#### Aim:
Can you reproduce, word for word, the lines below from the one containing "TARGET: bridge pier" up to and including the very last line?

#### Extracted records:
---
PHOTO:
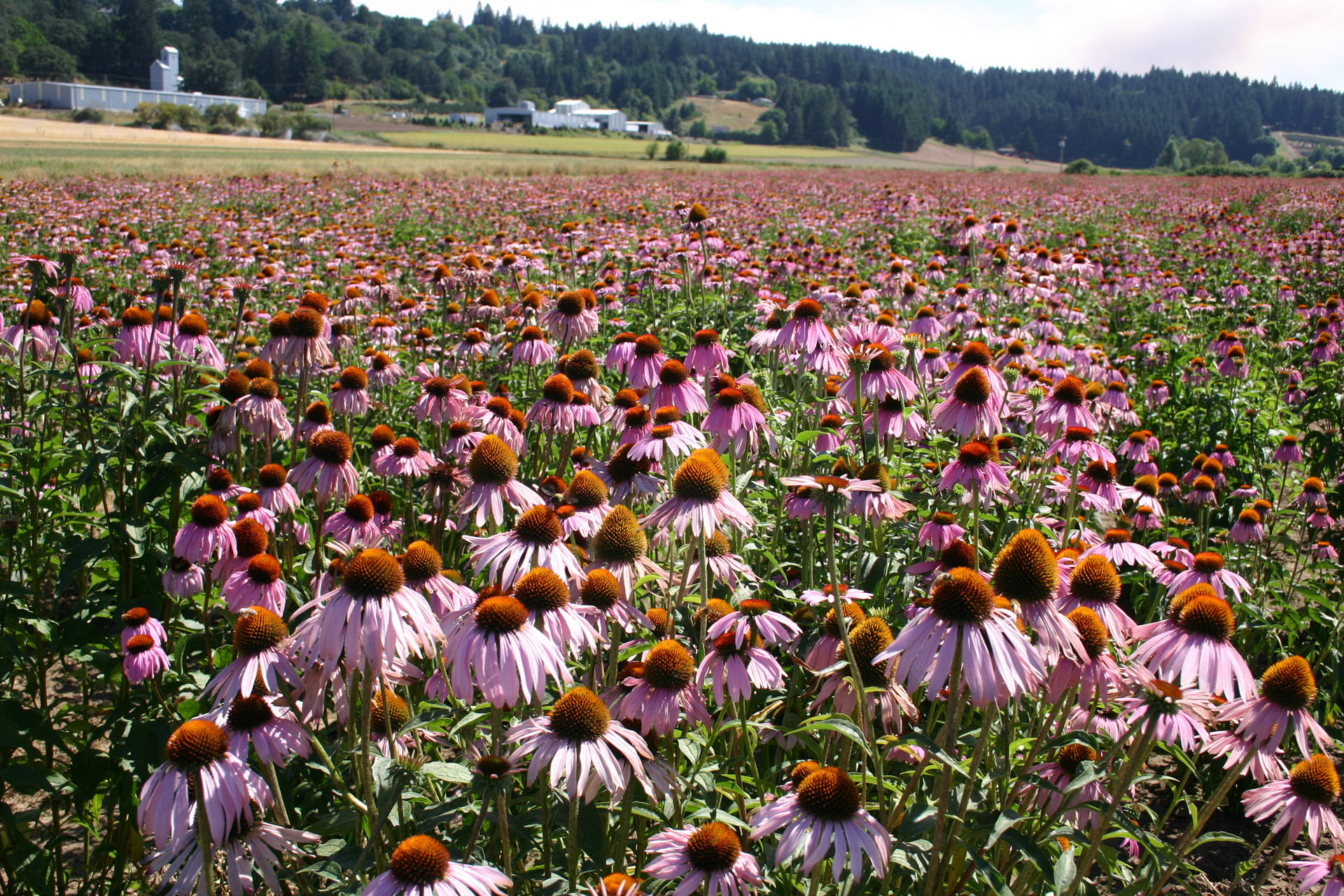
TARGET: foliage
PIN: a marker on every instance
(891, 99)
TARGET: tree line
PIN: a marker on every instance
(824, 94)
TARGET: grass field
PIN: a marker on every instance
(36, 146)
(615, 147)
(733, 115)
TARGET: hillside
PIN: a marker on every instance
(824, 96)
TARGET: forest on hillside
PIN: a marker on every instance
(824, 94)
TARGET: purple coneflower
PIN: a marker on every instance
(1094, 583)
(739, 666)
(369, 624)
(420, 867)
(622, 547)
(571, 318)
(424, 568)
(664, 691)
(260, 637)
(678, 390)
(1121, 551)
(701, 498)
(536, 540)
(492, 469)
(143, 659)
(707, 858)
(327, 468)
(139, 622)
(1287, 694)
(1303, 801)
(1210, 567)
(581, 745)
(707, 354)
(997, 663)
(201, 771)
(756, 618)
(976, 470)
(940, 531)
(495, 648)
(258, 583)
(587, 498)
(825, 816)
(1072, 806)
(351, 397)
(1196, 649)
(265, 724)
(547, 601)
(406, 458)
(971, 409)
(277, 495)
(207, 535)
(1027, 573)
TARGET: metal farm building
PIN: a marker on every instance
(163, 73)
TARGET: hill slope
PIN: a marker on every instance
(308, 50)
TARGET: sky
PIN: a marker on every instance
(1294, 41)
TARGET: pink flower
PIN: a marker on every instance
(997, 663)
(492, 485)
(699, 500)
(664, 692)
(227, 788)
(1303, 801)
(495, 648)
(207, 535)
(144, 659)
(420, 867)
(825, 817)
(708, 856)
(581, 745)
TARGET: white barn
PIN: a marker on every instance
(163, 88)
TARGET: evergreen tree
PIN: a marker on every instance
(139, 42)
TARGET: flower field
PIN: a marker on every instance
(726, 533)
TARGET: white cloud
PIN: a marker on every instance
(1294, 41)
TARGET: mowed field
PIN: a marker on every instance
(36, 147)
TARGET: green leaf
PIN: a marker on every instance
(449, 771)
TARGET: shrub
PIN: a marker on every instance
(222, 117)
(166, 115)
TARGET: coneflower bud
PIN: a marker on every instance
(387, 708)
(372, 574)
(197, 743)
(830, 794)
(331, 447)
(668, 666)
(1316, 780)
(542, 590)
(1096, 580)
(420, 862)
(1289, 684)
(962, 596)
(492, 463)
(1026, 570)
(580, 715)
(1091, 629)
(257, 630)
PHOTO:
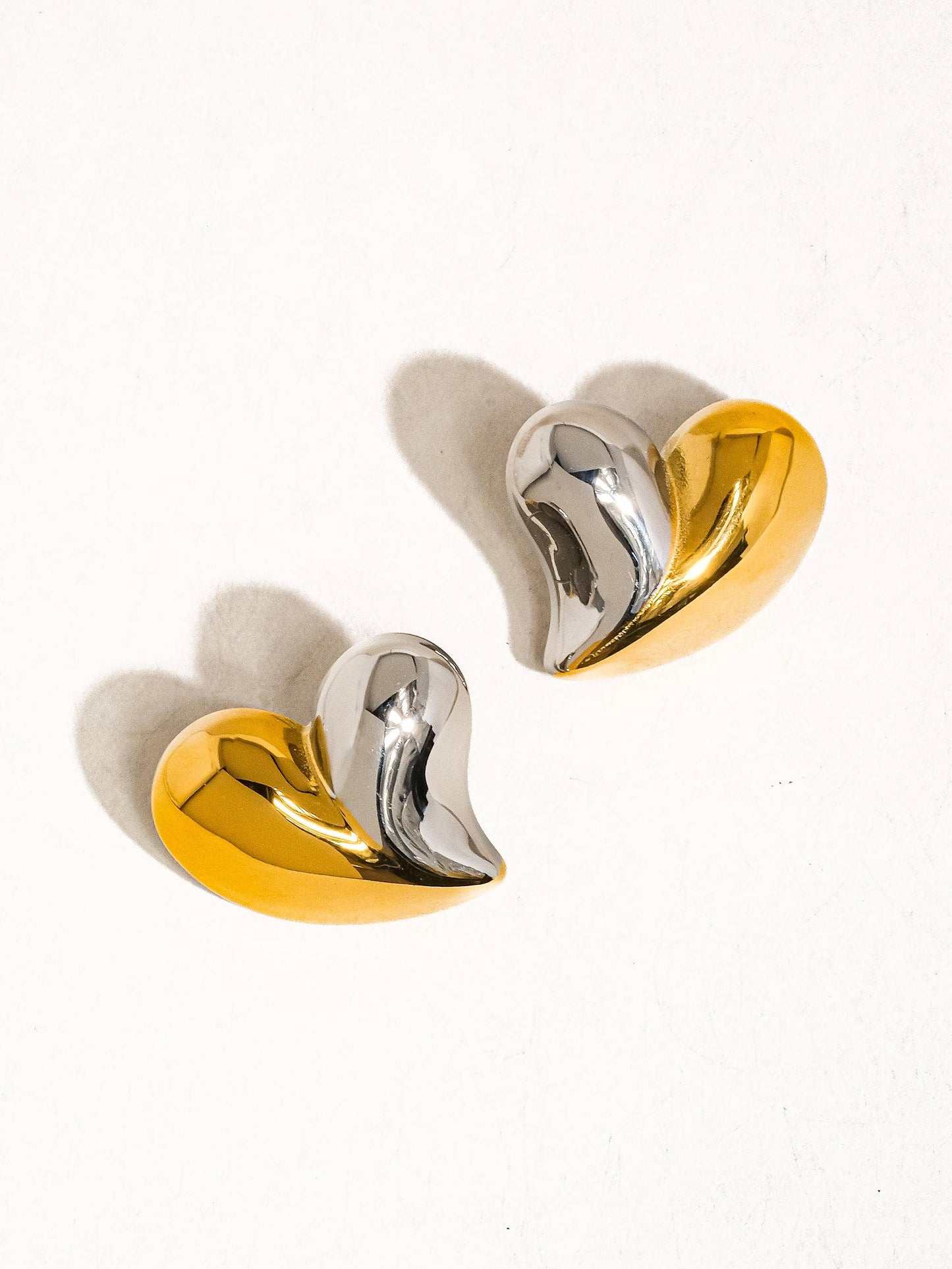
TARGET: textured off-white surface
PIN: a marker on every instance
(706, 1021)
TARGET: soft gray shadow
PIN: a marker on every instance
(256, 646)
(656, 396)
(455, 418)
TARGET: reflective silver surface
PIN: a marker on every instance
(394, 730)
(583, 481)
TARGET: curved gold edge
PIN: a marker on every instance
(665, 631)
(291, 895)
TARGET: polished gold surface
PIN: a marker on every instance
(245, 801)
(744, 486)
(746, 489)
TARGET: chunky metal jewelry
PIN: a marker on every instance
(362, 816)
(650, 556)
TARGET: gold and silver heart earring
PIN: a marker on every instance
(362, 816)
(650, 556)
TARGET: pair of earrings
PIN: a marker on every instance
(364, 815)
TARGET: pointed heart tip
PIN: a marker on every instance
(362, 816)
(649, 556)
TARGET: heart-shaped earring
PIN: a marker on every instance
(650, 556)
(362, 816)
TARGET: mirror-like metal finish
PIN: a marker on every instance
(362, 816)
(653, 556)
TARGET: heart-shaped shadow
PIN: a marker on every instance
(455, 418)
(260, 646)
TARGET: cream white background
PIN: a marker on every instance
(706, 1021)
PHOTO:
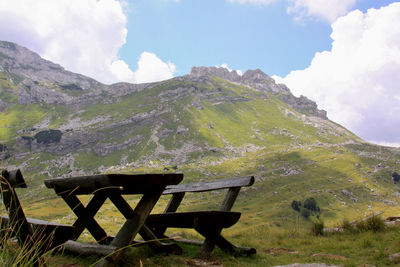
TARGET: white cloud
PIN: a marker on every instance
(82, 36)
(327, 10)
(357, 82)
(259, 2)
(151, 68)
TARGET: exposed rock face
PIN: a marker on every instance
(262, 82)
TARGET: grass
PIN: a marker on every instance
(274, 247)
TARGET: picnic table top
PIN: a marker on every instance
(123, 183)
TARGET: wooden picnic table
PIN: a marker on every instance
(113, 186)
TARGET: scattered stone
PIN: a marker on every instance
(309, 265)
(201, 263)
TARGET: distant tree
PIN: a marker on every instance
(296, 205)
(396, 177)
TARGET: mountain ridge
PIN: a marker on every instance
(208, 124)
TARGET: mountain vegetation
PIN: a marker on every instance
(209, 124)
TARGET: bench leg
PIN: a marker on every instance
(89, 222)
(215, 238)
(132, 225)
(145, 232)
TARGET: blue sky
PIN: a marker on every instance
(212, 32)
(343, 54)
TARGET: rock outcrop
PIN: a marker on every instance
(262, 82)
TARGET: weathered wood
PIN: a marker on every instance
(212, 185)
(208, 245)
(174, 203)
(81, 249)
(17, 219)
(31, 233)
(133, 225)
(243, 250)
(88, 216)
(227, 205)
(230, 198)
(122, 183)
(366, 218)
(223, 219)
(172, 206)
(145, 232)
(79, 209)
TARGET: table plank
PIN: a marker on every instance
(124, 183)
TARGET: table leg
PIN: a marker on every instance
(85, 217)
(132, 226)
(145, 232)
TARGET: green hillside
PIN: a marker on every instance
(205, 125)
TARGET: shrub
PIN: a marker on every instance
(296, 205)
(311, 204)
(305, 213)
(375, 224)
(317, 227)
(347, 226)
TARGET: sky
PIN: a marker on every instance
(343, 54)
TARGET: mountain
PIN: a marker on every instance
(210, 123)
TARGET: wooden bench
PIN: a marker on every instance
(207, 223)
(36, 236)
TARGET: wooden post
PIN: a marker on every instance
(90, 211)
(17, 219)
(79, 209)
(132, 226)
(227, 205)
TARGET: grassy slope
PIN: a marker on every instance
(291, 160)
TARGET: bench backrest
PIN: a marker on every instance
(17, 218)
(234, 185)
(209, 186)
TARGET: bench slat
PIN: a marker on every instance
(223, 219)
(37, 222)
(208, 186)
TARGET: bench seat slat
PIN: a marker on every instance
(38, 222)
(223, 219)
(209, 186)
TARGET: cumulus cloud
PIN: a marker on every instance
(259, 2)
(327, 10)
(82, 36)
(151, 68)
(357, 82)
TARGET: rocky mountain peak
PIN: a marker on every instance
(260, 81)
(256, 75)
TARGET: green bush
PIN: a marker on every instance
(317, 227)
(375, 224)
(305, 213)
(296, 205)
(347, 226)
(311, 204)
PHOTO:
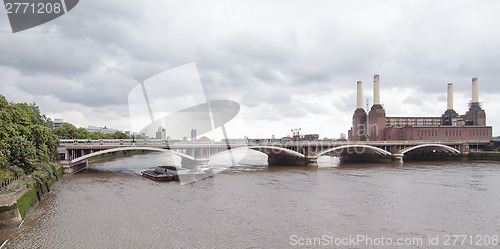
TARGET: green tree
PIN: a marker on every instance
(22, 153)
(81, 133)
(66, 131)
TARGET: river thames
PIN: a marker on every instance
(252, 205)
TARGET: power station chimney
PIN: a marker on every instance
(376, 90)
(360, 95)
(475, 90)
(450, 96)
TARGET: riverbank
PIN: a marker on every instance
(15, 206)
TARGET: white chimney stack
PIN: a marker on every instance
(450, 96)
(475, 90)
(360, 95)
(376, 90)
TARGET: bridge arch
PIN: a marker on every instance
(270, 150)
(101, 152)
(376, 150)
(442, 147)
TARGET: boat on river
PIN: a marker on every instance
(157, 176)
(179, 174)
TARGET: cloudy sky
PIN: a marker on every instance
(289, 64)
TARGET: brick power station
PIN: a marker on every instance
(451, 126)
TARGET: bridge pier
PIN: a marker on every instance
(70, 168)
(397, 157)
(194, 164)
---
#### Solution to the exercise:
TARGET: bridge pier
PIN: a marker on every instance
(70, 168)
(397, 157)
(194, 164)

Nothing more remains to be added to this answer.